— START OF TEXT SHOWN —

Getting Consent to a Deal

  • Shreiber v. Carney - vote buying is not illegal per se; there has to be fraud or unjust result for the shareholders for vote buying to be considered illegal. In this case since the vote buying was not to defraud or cause injustice to shareholders, it was declared legal.
  • Kirschner Brothers Oil v. Natomas Company - In general, preferred stock holders are only guaranteed what they are contractually promised and a limited set of fiduciary duties. The court viewed preferred stock as fundamentally about contract rights. When a person buy preferred stock, the parties have the ability to negotiate the terms for the contract. The court is not saying preferred stock holders do not have fiduciary duties owed to them, but these duties will be read in a limited manner.

Asset Sale / De Facto Merger

  • Gimbel v. The Signal Companies - "If the sale is of assets quantitatively vital to the operation of the corporation and is out of the ordinary substantially affects the existence and purpose of the corporation, then it is beyond the power of the Board of Directors."

— END OF TEXT SHOWN —
— START OF RECORD LIST —

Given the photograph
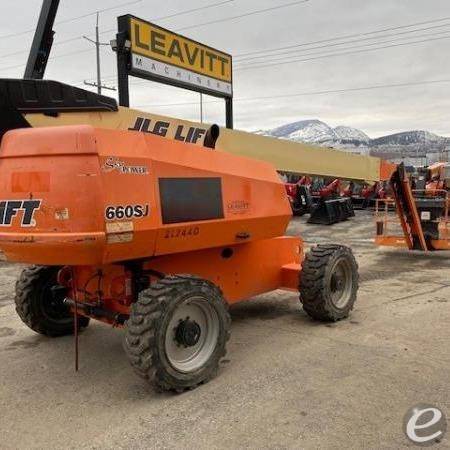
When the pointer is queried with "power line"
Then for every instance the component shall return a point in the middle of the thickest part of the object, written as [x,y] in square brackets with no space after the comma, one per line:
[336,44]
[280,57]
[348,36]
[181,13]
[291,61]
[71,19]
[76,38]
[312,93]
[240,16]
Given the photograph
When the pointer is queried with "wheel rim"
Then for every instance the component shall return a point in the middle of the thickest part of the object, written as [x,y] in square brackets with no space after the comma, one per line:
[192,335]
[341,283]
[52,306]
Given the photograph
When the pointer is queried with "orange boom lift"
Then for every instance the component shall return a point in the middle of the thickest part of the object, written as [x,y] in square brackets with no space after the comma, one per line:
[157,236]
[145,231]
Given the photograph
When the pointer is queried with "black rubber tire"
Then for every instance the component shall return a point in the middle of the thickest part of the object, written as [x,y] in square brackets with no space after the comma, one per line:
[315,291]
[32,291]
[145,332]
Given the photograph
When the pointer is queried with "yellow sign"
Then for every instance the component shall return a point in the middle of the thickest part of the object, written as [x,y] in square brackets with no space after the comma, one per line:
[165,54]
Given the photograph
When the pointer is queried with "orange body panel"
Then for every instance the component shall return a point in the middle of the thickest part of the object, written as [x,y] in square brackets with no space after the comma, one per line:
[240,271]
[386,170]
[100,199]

— END OF RECORD LIST —

● DIRECTION 1
Count how many lines of the rows contain the string "When", treating uppercase and lowercase as different, and give only that number.
● DIRECTION 2
Pick up the case notes on corporate deals where they end and extend them.
The case notes and the rows are unrelated pieces of material.

● FINAL ANSWER 1
6

● FINAL ANSWER 2
  • "Harris v. Glen Alden Corporation - To determine if an agreement is a merger or an agreement it is necessary to determine if the agreement changes the fundament corporate character of a company. ( The argument is that this is essentially a merger, and thus this should be treated as a merger for the sake of appraisal rights.) In this case the plaintiff was a Glen Alden shareholder. The asset sale has all the features of a merger. The plaintiff got his appraisal rights because the court labeled that this was a merger. [This case was overturned by the PA supreme court.]
  • Hariton v. Arco Electronics - In Delaware, you can structure an asset sale to be very similar to a merger, and the courts will not classify the asset sale as a de facto merger.
  • Lengfelder - Rights accrued by preferred shareholders cannot be eliminated by amendment to the corporate charter under Delaware law, but can be eliminated via a merger due to the independent legal significance doctrine
  • Ramirez v. Amsted Industries, Inc. - (NJ Case) If the acquiring company purchases assets from another company, and continues to manufacture essentially the same line of products, then certain liabilities that have to do with this line of products might be transferred to the acquiring company.
  • Antiphon v. LEP Transport - (MI Case) If a company does not explicitly come out and say that it will not assume the liabilities of the company that it is acquiring, then it might be estopped from claiming that it is not responsible for the liabilities.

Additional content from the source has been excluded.